# TASK REQUIREMENTS
Could you rewrite the data as a numbered list, starting at its first line and ending with the line containing "(1129, 494)" (both included), and leaving out any blank lines?
— start of INFORMATION GIVEN —
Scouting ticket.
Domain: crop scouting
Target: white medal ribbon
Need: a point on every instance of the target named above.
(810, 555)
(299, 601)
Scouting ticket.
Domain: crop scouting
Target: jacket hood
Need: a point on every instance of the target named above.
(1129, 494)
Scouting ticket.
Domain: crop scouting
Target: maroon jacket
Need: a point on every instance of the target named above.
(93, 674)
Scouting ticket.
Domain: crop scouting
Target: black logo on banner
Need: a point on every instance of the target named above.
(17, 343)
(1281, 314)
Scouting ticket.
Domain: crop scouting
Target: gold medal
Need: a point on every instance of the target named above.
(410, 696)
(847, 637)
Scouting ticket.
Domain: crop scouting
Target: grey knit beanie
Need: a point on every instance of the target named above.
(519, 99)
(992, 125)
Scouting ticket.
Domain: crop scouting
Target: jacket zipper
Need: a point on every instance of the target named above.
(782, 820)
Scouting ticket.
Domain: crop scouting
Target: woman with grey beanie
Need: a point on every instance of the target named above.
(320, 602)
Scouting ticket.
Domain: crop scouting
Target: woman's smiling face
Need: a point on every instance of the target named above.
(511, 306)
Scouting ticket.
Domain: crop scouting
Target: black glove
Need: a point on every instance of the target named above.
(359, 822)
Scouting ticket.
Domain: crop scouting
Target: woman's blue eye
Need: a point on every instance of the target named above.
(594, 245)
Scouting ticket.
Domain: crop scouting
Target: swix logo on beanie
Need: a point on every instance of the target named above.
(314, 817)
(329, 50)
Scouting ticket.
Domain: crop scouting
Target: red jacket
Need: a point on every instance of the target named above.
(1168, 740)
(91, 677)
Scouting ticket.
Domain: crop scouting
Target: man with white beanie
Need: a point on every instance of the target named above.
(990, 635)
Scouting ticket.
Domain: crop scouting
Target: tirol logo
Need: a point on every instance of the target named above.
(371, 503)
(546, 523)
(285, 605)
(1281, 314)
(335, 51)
— end of INFORMATION GIVEN —
# FULL OUTPUT
1. Scouting ticket.
2. Domain: crop scouting
3. Target: white medal ribbon
4. Need: a point on every instance of the target named above.
5. (810, 555)
6. (299, 601)
7. Scouting ticket.
8. Domain: crop scouting
9. Target: jacket hood
10. Need: a point on every instance of the target named above.
11. (1129, 494)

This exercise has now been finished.